== Exercise details ==
All lines below containing the string "legged" are to be copied.

****************************************

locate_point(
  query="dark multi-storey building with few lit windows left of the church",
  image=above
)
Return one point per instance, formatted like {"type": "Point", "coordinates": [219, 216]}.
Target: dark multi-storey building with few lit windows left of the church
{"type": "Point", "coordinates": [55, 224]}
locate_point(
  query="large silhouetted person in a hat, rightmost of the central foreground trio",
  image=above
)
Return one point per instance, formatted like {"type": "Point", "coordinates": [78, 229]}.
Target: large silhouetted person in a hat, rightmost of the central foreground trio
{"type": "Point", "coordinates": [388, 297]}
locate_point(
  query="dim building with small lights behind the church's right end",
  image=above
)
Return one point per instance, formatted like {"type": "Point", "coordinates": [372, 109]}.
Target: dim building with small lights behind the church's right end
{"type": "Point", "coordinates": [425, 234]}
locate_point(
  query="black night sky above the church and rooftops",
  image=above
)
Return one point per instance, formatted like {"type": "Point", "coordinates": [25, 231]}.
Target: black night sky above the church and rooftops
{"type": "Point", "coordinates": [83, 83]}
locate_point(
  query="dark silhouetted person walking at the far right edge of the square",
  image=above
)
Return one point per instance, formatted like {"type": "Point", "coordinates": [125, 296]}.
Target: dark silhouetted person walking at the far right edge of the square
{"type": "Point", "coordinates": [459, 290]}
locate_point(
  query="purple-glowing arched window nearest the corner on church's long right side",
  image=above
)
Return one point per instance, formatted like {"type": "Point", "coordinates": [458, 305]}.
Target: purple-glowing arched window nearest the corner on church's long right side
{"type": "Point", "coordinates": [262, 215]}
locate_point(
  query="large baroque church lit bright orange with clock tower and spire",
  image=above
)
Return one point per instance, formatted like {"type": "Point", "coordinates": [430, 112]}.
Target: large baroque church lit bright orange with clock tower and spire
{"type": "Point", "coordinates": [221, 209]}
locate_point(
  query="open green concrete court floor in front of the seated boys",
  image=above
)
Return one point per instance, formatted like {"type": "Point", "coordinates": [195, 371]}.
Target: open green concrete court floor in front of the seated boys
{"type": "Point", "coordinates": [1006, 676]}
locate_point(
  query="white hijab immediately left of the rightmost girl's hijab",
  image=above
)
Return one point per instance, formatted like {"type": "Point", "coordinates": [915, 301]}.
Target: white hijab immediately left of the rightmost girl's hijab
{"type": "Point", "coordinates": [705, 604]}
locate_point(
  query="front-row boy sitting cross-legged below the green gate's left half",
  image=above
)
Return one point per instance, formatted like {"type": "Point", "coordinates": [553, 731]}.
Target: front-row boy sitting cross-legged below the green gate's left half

****************************************

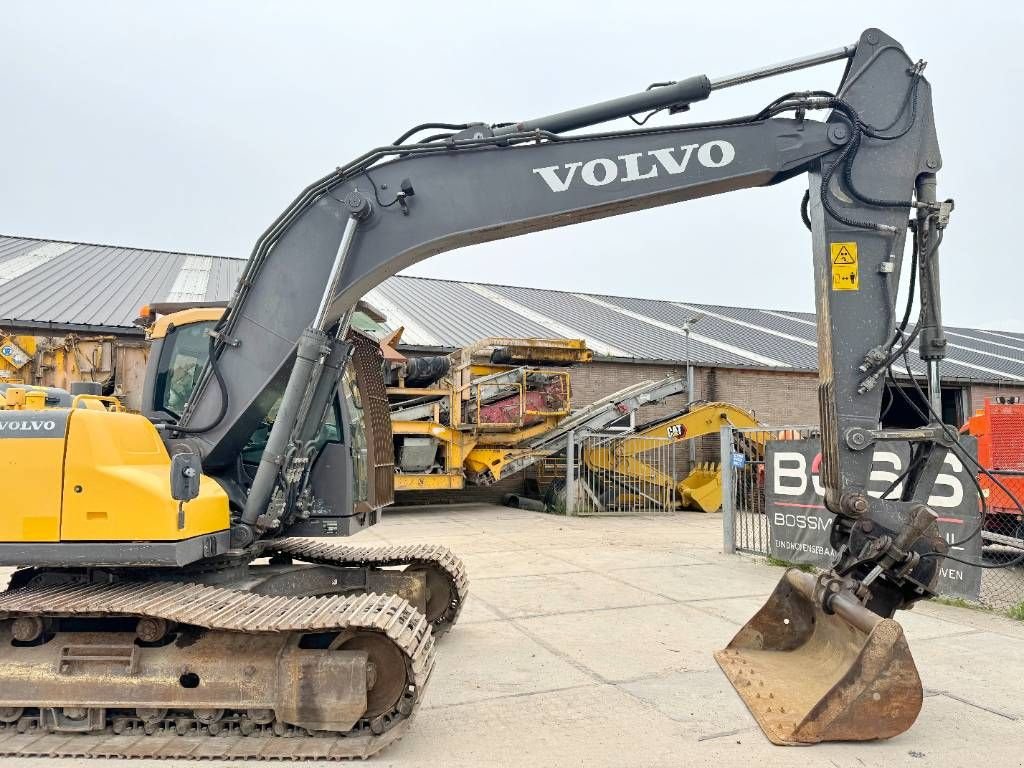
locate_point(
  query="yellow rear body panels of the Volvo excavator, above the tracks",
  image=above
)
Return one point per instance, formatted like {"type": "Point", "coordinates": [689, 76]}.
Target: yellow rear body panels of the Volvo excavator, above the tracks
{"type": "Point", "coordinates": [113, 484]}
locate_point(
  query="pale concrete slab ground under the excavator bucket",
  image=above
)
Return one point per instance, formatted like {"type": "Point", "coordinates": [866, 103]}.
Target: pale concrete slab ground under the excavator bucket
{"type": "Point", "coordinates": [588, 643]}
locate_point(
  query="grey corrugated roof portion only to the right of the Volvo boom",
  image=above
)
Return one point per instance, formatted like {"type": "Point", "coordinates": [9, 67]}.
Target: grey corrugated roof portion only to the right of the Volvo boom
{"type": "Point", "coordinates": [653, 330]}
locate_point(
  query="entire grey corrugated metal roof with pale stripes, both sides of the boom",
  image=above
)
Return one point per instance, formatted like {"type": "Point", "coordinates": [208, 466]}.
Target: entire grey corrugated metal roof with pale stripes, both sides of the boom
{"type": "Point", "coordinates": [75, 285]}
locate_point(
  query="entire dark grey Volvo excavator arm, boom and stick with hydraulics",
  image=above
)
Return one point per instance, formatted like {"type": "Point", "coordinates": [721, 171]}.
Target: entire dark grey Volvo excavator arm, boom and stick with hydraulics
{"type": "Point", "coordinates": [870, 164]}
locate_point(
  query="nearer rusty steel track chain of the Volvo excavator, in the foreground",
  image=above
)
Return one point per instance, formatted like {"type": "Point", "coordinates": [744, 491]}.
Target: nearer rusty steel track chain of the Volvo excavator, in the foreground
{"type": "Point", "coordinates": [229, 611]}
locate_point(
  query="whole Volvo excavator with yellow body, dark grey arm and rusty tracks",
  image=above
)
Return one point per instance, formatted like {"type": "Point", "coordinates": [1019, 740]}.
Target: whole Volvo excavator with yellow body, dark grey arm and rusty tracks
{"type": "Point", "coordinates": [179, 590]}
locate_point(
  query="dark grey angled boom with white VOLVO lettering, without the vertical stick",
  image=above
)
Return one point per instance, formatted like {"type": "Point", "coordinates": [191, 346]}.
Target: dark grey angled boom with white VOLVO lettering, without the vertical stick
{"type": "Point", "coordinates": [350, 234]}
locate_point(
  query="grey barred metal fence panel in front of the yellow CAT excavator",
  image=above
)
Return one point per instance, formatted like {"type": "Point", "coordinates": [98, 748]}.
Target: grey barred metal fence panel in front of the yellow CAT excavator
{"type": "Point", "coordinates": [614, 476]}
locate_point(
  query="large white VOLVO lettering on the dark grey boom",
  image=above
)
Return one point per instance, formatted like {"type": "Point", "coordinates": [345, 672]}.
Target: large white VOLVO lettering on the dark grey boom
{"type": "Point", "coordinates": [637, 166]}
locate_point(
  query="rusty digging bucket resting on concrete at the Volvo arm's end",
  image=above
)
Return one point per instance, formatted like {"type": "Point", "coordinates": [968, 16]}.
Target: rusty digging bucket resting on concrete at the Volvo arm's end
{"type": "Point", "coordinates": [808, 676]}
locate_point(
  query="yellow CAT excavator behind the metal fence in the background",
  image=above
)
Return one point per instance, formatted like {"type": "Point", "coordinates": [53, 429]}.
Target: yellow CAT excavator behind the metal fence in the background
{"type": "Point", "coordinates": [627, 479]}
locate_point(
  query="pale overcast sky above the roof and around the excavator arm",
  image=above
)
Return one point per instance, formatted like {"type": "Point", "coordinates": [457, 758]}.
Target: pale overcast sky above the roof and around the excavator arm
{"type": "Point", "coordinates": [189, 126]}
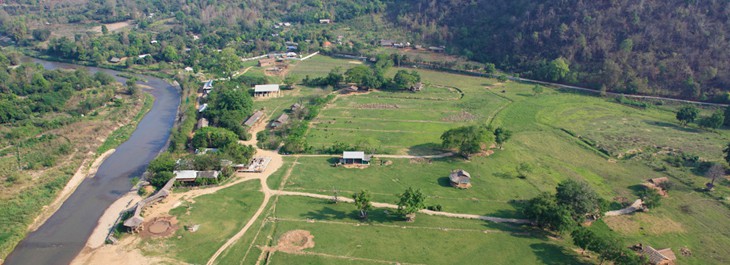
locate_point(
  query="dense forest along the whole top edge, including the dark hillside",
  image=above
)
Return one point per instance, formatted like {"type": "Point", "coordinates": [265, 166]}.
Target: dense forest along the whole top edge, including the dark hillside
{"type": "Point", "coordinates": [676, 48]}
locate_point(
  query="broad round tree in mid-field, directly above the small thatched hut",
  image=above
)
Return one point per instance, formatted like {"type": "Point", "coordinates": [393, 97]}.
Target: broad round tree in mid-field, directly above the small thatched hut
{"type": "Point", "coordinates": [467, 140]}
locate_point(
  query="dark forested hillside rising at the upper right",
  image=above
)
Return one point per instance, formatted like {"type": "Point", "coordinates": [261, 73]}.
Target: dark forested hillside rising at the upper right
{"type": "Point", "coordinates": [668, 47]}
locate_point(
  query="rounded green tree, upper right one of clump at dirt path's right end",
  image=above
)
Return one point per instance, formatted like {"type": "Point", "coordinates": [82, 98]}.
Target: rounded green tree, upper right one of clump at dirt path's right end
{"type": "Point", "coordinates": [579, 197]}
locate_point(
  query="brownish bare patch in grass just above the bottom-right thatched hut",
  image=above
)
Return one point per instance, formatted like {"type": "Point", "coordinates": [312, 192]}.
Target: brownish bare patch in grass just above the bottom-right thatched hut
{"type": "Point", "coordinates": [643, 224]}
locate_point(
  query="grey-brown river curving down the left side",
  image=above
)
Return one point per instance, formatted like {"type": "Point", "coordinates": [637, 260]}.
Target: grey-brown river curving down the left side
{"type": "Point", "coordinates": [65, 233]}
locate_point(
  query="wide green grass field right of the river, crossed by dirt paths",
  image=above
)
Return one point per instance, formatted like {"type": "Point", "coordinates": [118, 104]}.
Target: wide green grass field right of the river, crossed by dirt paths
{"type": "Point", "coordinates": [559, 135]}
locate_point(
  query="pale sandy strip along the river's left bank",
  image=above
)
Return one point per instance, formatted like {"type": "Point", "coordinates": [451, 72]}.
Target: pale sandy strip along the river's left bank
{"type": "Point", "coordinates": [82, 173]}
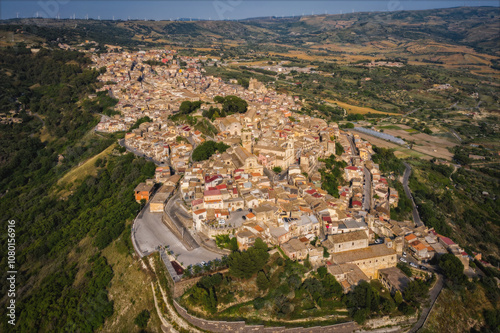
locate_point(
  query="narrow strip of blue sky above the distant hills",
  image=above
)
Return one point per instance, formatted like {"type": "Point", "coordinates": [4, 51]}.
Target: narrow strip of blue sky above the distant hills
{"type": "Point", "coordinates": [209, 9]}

****************************************

== Task response ==
  query="front-row boy sitting cross-legged below the green gate's left half",
Target: front-row boy sitting cross-legged below the green gate's left half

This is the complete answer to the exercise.